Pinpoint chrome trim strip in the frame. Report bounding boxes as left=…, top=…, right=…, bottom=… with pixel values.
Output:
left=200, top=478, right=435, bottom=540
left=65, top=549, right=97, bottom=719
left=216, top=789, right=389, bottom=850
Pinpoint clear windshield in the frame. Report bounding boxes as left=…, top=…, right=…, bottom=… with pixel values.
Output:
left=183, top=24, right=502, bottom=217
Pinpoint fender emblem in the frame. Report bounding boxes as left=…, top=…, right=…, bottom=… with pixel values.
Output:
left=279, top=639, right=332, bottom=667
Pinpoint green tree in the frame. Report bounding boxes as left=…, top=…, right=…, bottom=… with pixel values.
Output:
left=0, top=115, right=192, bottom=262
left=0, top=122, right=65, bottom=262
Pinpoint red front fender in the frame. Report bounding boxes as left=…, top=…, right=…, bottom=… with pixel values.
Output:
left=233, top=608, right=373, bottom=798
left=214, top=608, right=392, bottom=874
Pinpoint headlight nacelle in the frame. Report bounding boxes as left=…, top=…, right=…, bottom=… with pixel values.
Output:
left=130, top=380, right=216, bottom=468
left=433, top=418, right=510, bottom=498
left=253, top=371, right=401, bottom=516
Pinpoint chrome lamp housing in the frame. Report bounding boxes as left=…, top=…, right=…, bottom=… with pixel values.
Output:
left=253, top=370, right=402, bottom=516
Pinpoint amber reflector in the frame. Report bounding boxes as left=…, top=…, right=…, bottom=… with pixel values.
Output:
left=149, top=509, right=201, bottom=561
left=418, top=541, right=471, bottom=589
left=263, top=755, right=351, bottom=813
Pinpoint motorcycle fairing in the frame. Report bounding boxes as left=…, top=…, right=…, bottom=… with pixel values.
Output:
────────
## [Stated goal]
Render as a numbered list the data starting at the line that contains "Pinpoint clear windshield" and ending at the line that contains "left=183, top=24, right=502, bottom=217", with blank lines omitted.

## [Exercise output]
1. Pinpoint clear windshield in the frame. Report bounding boxes as left=…, top=…, right=…, bottom=… with pixel values.
2. Output:
3. left=183, top=24, right=502, bottom=217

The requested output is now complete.